#### [Objectif]
D'après l'extrait sur les débogueurs symboliques, dans quel cas dit-on qu'un programme est interprété ?

#### [Extrait fourni]
◇ ◇ ◇ ◇ ◇ ◇ ◇
Les débogueurs symboliques et leurs limitations

Les débogueurs symboliques et leurs limitations

Les débogueurs symboliques permettent d’instrumenter dynamiquement l’exécution d’un programme. Leur architecture et les services qu’ils fournissent dépendent principalement du fait que les programmes à déboguer soient interprétés ou compilés. Ces dernières années sont apparus des modèles hybrides mélangeant les caractéristiques des deux modèles précédents : ils sont basés sur du code-octet pouvant être compilé « à la volée » durant l’exécution.

Les débogueurs de programmes interprétés

Si un programme n’est pas transformé en langage machine pour s’exécuter, on dit qu’il est interprété. Dans ce cas, son exécution est prise en charge par un évaluateur fourni par l’implantation du langage dans lequel le programme est écrit. Le programme est rarement interprété sous sa forme symbolique (code source) pour des raisons d’efficacité. Il est d’abord compilé en un programme équivalent utilisant un langage ad-hoc propre à la plateforme d’exécution du langage. Les instructions de base du langage, appelées code octets, sont de plus haut niveau que le langage machine et permettent d’encoder les abstractions du langage, comme par exemple les fermetures dans le cas des langages fonctionnels.

Les débogueurs de programmes interprétés sont dans la majorité des cas des outils intégrés dans la plateforme d’exécution du langage. Lorsque l’évaluation du programme provoque une erreur, l’exécution se suspend et le programme entre dans une boucle d’évaluation interactive, qui permet à l’utilisateur d’interagir avec l’interprète du langage pour visualiser les calculs en attente au moment de l’erreur, ou d’obtenir la valeur des variables présentes dans l’environnement de l’interprète à ce moment.

Les possibilités de contrôle de l’exécution varient grandement d’un débogueur à l’autre. Tous les débogueurs permettent de poser des points d’arrêt dans le code source des fonctions, afin de suspendre l’exécution lorsque ces endroits du code sont atteints. Dans certaines plates-formes d’exécution [LaL94], la pose de point d’arrêt s’effectue en ajoutant manuellement dans le code un appel à une fonction qui suspend l’exécution et entre dans une boucle d’évaluation interactive. Dans les plates-formes plus évoluées, il suffit de poser une marque à un endroit dans le code d’une fonction. Le code est ensuite automatiquement instrumenté [CFF01] pour mettre en œuvre les fonctionnalités de débogage. Dans ce genre de modèle, le débogueur s’exécute dans le même espace mémoire que le programme à déboguer. Cela permet d’obtenir une forte interaction entre le débogueur, le débogué et l’utilisateur. Lorsque ce dernier est dans la boucle d’interprétation interactive du débogueur, il a accès à toutes les variables du programme. Il peut demander à l’interprète d’évaluer des expressions complexes, ou bien encore modifier son programme à la volée avant de reprendre son exécution.
◇ ◇ ◇ ◇ ◇ ◇ ◇
#### [Enregistrements]
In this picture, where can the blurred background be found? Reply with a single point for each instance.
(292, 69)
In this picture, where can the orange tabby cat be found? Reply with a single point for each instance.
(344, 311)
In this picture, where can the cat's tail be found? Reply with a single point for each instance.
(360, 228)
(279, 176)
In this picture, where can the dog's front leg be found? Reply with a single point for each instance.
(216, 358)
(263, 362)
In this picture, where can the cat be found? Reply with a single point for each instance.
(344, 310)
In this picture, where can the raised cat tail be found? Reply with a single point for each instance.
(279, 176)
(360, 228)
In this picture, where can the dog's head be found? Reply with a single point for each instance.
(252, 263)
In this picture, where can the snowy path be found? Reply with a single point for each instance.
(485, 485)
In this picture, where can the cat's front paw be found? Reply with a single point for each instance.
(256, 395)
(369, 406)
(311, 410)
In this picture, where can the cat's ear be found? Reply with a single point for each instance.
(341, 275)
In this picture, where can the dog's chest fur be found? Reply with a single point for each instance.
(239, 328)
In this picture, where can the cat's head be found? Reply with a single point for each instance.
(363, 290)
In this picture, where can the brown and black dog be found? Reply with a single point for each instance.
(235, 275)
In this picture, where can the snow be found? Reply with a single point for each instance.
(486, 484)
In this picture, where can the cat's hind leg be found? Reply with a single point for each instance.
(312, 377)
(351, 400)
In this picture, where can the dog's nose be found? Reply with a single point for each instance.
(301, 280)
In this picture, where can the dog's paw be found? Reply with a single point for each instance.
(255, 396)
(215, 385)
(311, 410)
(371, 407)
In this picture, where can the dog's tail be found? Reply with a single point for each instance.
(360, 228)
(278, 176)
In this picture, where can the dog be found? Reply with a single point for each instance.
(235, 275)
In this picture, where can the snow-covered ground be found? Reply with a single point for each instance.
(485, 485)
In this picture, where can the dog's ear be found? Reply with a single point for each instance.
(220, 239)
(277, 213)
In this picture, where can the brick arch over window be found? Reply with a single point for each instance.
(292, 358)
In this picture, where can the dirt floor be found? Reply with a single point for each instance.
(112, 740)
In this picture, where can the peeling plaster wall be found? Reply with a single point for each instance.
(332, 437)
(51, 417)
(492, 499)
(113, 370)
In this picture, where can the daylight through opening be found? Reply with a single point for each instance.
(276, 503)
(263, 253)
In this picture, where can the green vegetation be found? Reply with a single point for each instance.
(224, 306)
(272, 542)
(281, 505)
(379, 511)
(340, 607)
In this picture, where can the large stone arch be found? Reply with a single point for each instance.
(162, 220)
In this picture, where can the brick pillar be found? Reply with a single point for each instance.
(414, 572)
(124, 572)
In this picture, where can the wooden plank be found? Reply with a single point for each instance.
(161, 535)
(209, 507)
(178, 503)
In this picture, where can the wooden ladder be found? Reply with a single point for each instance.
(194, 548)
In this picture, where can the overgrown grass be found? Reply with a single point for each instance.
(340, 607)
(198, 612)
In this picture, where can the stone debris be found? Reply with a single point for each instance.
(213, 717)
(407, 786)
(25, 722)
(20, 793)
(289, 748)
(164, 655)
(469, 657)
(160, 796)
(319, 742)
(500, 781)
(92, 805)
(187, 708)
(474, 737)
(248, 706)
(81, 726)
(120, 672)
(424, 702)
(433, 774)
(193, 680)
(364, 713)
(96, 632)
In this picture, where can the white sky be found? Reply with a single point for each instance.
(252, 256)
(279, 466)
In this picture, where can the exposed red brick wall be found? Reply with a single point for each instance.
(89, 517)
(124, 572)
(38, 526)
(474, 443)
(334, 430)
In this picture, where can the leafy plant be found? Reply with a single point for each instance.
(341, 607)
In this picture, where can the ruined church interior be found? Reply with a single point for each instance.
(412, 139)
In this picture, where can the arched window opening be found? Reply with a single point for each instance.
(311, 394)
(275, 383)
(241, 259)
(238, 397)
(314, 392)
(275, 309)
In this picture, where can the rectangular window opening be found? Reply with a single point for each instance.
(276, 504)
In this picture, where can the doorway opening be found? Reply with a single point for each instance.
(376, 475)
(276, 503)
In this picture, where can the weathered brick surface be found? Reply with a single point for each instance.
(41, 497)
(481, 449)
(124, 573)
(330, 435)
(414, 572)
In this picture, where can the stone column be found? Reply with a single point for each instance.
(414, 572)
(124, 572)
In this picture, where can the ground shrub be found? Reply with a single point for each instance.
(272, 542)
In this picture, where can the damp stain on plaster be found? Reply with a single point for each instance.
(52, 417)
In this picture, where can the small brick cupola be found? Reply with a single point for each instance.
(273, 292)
◇ ◇ ◇ ◇ ◇ ◇ ◇
#### [Réponse]
Quand il n'est pas transformé en langage machine pour s'exécuter.